Given instruction: Switch every "set one pin" in the listing to "place one marker" and reproduce the listing with nothing else changed.

---- Input

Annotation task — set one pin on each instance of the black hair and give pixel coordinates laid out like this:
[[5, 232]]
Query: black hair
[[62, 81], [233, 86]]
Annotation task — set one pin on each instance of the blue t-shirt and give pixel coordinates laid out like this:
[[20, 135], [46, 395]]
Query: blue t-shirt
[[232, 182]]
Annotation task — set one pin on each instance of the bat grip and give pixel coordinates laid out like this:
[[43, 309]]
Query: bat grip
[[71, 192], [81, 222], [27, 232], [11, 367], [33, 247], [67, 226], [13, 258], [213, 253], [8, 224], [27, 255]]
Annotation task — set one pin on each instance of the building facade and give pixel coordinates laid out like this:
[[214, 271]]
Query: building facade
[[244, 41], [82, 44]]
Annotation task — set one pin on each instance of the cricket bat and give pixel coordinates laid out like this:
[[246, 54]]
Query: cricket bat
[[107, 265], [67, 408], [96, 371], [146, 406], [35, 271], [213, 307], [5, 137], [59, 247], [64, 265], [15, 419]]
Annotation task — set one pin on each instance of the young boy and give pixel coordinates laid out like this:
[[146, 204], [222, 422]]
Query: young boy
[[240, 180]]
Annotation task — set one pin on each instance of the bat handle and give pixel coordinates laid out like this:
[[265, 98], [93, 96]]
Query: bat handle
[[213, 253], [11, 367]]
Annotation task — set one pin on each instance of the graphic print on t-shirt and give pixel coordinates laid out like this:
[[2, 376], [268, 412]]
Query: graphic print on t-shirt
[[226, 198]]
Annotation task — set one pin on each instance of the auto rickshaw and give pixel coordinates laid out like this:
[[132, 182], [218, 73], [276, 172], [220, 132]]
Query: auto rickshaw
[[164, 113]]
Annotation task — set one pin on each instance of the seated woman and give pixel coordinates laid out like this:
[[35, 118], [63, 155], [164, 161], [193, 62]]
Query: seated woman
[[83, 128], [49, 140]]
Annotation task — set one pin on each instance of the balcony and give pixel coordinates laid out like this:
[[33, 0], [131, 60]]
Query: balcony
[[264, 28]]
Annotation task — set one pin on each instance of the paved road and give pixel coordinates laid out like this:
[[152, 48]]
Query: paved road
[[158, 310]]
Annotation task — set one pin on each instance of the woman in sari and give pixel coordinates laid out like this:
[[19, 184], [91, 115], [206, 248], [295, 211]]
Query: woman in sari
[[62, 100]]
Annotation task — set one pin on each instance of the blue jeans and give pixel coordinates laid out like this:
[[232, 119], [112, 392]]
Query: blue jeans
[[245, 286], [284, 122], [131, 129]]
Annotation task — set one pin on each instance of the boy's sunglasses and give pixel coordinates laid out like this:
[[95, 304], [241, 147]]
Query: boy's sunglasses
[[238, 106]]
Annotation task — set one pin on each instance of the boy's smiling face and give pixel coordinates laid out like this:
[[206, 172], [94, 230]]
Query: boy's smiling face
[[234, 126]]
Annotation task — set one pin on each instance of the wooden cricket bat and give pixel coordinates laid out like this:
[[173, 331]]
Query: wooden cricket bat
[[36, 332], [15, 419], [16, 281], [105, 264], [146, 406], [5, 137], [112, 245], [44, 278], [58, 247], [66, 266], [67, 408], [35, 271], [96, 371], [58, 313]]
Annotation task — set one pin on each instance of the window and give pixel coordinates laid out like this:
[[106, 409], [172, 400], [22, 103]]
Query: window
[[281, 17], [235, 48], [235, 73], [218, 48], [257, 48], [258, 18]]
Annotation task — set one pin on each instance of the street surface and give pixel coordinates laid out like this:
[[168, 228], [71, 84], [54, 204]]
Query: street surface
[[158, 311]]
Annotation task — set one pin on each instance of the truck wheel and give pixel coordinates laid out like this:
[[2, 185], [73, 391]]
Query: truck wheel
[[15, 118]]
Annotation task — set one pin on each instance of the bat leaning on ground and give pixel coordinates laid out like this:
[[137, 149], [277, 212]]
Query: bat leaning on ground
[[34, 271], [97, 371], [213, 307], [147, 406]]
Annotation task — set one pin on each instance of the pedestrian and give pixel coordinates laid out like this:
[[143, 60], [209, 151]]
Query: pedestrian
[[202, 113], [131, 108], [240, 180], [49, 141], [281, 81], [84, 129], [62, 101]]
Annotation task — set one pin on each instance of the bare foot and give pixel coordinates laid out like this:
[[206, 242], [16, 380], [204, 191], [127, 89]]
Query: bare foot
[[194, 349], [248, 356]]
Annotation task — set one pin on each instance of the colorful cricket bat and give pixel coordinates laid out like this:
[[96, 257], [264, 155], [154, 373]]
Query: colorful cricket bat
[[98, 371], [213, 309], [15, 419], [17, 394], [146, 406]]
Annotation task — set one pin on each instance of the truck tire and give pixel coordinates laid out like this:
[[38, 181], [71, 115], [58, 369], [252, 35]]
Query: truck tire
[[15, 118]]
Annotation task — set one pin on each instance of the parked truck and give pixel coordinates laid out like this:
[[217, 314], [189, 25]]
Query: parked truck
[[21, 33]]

--------

Written answer:
Annotation task — place one marker on each instance of the black hair and give pixel coordinates laid out like this:
[[5, 232]]
Query: black hair
[[62, 81], [233, 86]]
Annotation task — place one marker on each instance of the blue t-shirt and give pixel coordinates laid out like this:
[[20, 135], [46, 395]]
Query: blue t-shirt
[[232, 182]]
Annotation task — place one marker on each instance of the bat grip and give pixel coordinates laid out like this:
[[43, 309]]
Query: bat grip
[[71, 192], [81, 222], [27, 232], [11, 367], [33, 247], [67, 226], [13, 258], [213, 253], [8, 224], [27, 255]]
Annotation task — place one marker on each instance of the building facade and give pixel coordinates laid out like this:
[[214, 271]]
Query: building facade
[[244, 41], [82, 44]]
Annotation task — place one marker on each instance of the cricket bat and give pixel coordinates laid out like this:
[[246, 54]]
Query: cricket bat
[[107, 265], [67, 408], [96, 371], [146, 406], [35, 271], [213, 307], [5, 137], [59, 247], [64, 265], [15, 419]]
Annotation task — place one marker on each instance of the young boy and give pixel coordinates laid out like this:
[[146, 204], [222, 422]]
Query: young boy
[[240, 180]]
Annotation task — place one marker on each instance of the bat handle and give pixel coordinates laid out like this:
[[265, 98], [93, 96]]
Query: bat handle
[[213, 253], [11, 367]]
Annotation task — place one marker on each instance of the graphic print on t-shirt and give pixel coordinates laid out like this:
[[2, 376], [268, 412]]
Query: graphic print on t-shirt
[[226, 198]]
Annotation task — place one marker on each instance of the auto rickshaw and give pixel coordinates laid out like this:
[[132, 182], [218, 73], [276, 172], [220, 132]]
Query: auto rickshaw
[[164, 113]]
Annotation task — place one marker on each instance of the seated woman and give pixel coordinates laid out like this:
[[35, 118], [63, 155], [164, 161], [193, 62]]
Query: seated woman
[[83, 128], [49, 140]]
Annotation task — place one marker on each instance of the balcony and give pixel coordinates laid out like this:
[[33, 0], [131, 60]]
Query: balcony
[[264, 28]]
Annotation task — place one marker on each instance of the paved road and give pixel coordinates laid out like this:
[[152, 48]]
Query: paved road
[[158, 310]]
Annotation task — place one marker on each instance of the woman in sari and give pixel coordinates laid out like this:
[[19, 184], [91, 115], [206, 248], [295, 211]]
Query: woman in sari
[[62, 100]]
Annotation task — place one marker on each instance of the blue jeans and give pixel coordinates laid out like this:
[[232, 119], [112, 392]]
Query: blue jeans
[[245, 286], [284, 122], [131, 129]]
Annotation task — place one marker on each instance of the boy's sunglasses and give pixel coordinates laid out like this:
[[95, 304], [241, 147]]
Query: boy's sunglasses
[[238, 106]]
Annotation task — place one marker on each instance of the boy's smiling face and give pixel coordinates laid out like this:
[[206, 172], [94, 230]]
Query: boy's smiling face
[[234, 126]]
Annotation task — place one marker on each instance of the wooden cricket bat and give pixel coordinates laid out like this:
[[173, 331]]
Query: wooden cricket bat
[[36, 332], [15, 419], [16, 281], [105, 264], [146, 406], [5, 137], [112, 245], [44, 278], [58, 247], [66, 266], [67, 408], [35, 271], [96, 371], [58, 313]]
Annotation task — place one marker on each instance of the window and give pixel coordinates laid out like this:
[[106, 409], [172, 400], [22, 103]]
Query: window
[[281, 17], [235, 48], [235, 73], [218, 48], [257, 48], [258, 18]]
Annotation task — place one marker on each instance of the street surface and give pixel coordinates laid out like this:
[[168, 228], [71, 84], [54, 204]]
Query: street surface
[[158, 311]]
Annotation task — place one marker on each instance of the truck wheel and give pixel coordinates laid out like this:
[[2, 185], [73, 391]]
Query: truck wheel
[[15, 118]]
Annotation task — place one marker on each instance of the bat leaning on ground and give pixel coordinates laid out like this:
[[137, 149], [277, 212]]
Query: bat leaning on ground
[[34, 271], [97, 371], [213, 307], [147, 406]]
Annotation task — place one marker on each instance of the pedestrian and give pixel coordinates laid out like this:
[[143, 60], [209, 151]]
Query: pedestrian
[[202, 113], [131, 108], [240, 180], [49, 141], [281, 81], [84, 129], [62, 101]]
Annotation task — place one marker on each instance of the bare foot and give pixel coordinates laid out like this:
[[206, 242], [16, 380], [204, 191], [127, 89]]
Query: bare foot
[[194, 349], [248, 356]]
Annotation task — place one marker on each instance of the colorful cricket bat and give pixel coordinates laid out like this:
[[96, 257], [264, 155], [154, 373]]
Query: colorful cricket bat
[[98, 371], [213, 309], [15, 419], [17, 394], [146, 406]]
Annotation task — place one marker on each instance of the truck tire and give pixel coordinates laid out like this:
[[38, 181], [71, 115], [58, 369], [252, 35]]
Query: truck tire
[[15, 118]]
Annotation task — place one marker on each instance of the parked truck and give pixel coordinates laid out like this:
[[217, 314], [189, 25]]
Query: parked truck
[[21, 33]]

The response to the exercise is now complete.